_Excerpt provided_:
++++++++

/*
 * This file is part of the openHiTLS project.
 *
 * openHiTLS is licensed under the Mulan PSL v2.
 * You can use this software according to the terms and conditions of the Mulan PSL v2.
 * You may obtain a copy of Mulan PSL v2 at:
 *
 *     http://license.coscl.org.cn/MulanPSL2
 *
 * THIS SOFTWARE IS PROVIDED ON AN "AS IS" BASIS, WITHOUT WARRANTIES OF ANY KIND,
 * EITHER EXPRESS OR IMPLIED, INCLUDING BUT NOT LIMITED TO NON-INFRINGEMENT,
 * MERCHANTABILITY OR FIT FOR A PARTICULAR PURPOSE.
 * See the Mulan PSL v2 for more details.
 */

#include "hitls_build.h"
#ifdef HITLS_CRYPTO_CBC

#include <string.h>
#include "bsl_err_internal.h"
#include "crypt_utils.h"
#include "crypt_errno.h"
#include "crypt_modes_cbc.h"
#include "modes_local.h"

#define CBC_UPDATE_VALUES(l, i, o, len) \
    do { \
        (l) -= (len); \
        (i) += (len); \
        (o) += (len); \
    } while (false)


int32_t MODES_CBC_Encrypt(MODES_CipherCommonCtx *ctx, const uint8_t *in, uint8_t *out, uint32_t len)

++++++++

_Supplied information_:
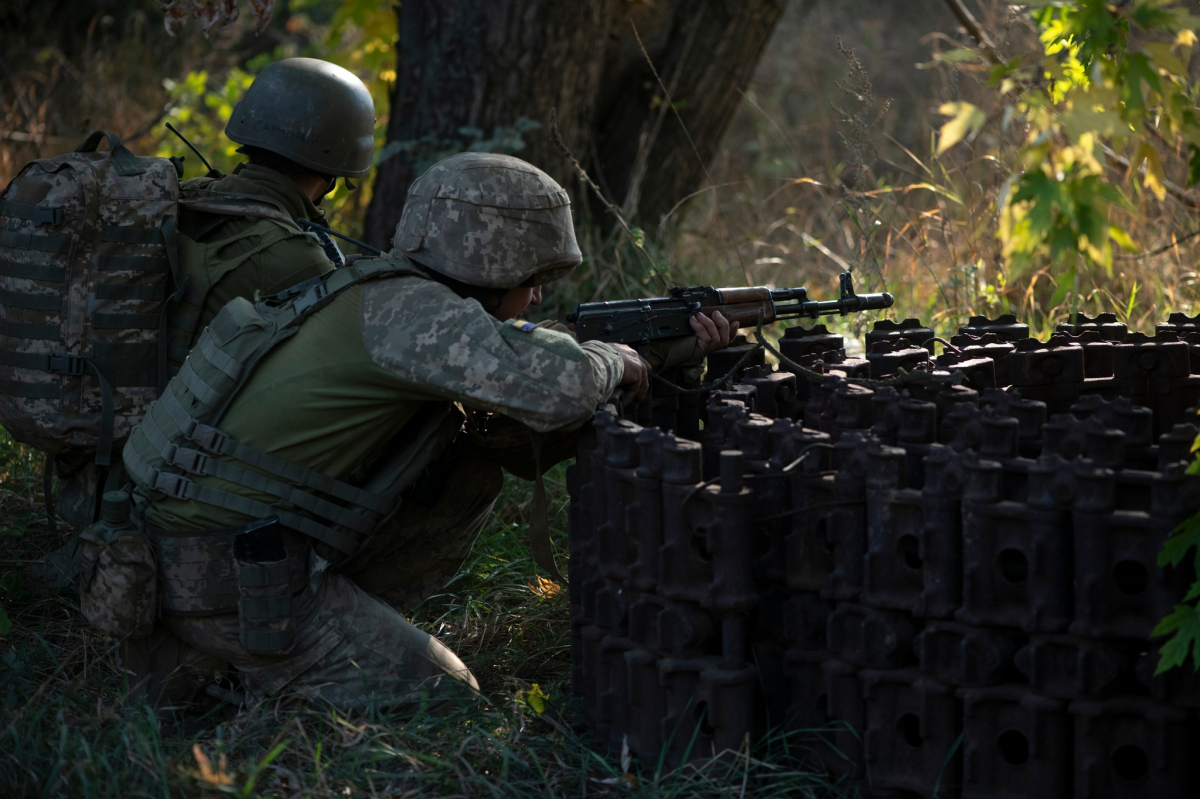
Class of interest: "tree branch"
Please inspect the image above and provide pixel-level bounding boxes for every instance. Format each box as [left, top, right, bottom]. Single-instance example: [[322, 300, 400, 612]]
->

++++++++

_What you will do_:
[1] Write out the part of the openHiTLS CBC source file that begins at the words "#define CBC_UPDATE_VALUES(l, i, o, len)" and stops after "uint8_t *out, uint32_t len)".
[2] Answer these questions about the openHiTLS CBC source file:
(a) Under which license is openHiTLS distributed?
(b) Which macro is checked with #ifdef right after the first include?
(c) In the CBC_UPDATE_VALUES macro, which parameter is decreased by len?

_Answers_:
[1]
#define CBC_UPDATE_VALUES(l, i, o, len) \
    do { \
        (l) -= (len); \
        (i) += (len); \
        (o) += (len); \
    } while (false)


int32_t MODES_CBC_Encrypt(MODES_CipherCommonCtx *ctx, const uint8_t *in, uint8_t *out, uint32_t len)

[2]
(a) The Mulan PSL v2.
(b) HITLS_CRYPTO_CBC.
(c) l.